>> BEGIN Page

= Freaks of Desire =

English electronic rock band

Freaks of Desire were an electronic rock band from London.

==History==
Freaks of Desire were formed in Shepherd's Bush, London in 1993. Their unique sound was derived from a diverse set of influences and combined programmed beats and electronic soundscapes with strong melodies and driving distorted guitars. The band quickly came to the attention of Dave Stewart from Eurythmics, who signed them to his label, Anxious Records. The band recorded their debut album with producer Bruce Lampcov at The The's War Room studios in Shoreditch, London. Freaks of Desire quickly built a live following and toured the UK throughout 1994, but quickly grew tired of playing in traditional music venues. Borrowing an old Eurythmics PA, they began playing in clubs such as Smashing, Magick and Fantastic in London and Jackie 60 and Don Hill's in New York City. A live show at Heaven in London was attended by Paul Verhoeven who asked the band to contribute to the soundtrack of his forthcoming movie Showgirls, alongside Prince, David Bowie & Nine Inch Nails. The band recorded a new song 'Beast Inside' for the movie, which they co-produced with Dave Stewart at The Church Studios in London. The track also appeared in the acclaimed Eric Laneuville film Born into Exile. The band completed their debut album with producer Bob Rosa at House of Sound Studios and Electric Lady Studios in New York City. By this time relations with the record label had become strained as Anxious Records was swallowed by East West Records and band and label parted ways. Following a final headline show at the LA2 in London the band relocated to New York in the spring of 1997 and began recording new material with Bob Rosa and Barrett Jones. The band played their final shows at New York venues CBGB, Maxwell's and Coney Island High in the winter of 1997.

>> END Page

▶ Given task a
Write out every line of the rows again, requests included, with each x and y coordinate in the answers multiplied by 1.15 and rounded to a whole number, halves rounded up. Omit the pictures.
The Freaks of Desire article has no connection to the rows that come after it.

>> BEGIN Entries shown

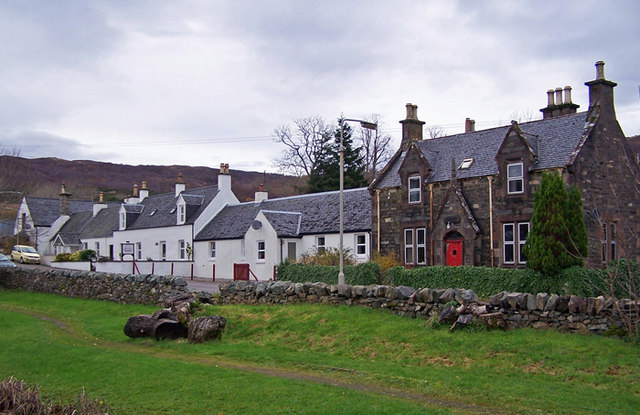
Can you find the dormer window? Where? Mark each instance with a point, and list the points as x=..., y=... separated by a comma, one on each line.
x=123, y=220
x=466, y=163
x=415, y=190
x=515, y=178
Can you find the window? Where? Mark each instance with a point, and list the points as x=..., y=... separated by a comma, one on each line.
x=163, y=249
x=466, y=163
x=320, y=244
x=408, y=246
x=415, y=190
x=291, y=251
x=182, y=251
x=421, y=246
x=361, y=245
x=515, y=178
x=514, y=236
x=608, y=242
x=212, y=250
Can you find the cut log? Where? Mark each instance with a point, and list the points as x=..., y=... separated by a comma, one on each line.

>> END Entries shown

▶ Given task b
List every recording studio named in the Freaks of Desire article.

▶ Task output a
Can you find the dormer window? Where? Mark each instance with a point, and list the points as x=..., y=... separated by a comma, one on each line.
x=141, y=253
x=536, y=187
x=477, y=219
x=592, y=205
Can you find the window? Where? Mark each instance with a point, and list the points as x=..., y=... separated by a comma, one on each line.
x=187, y=286
x=536, y=187
x=368, y=281
x=469, y=283
x=477, y=219
x=335, y=289
x=209, y=289
x=484, y=283
x=415, y=282
x=592, y=205
x=591, y=271
x=699, y=278
x=244, y=288
Can you find the cut log? Where? Mark each instance with a point, and list the points as x=..., y=... separated by a comma, one on each line.

▶ Task output b
The The's War Room studios
The Church Studios
House of Sound Studios
Electric Lady Studios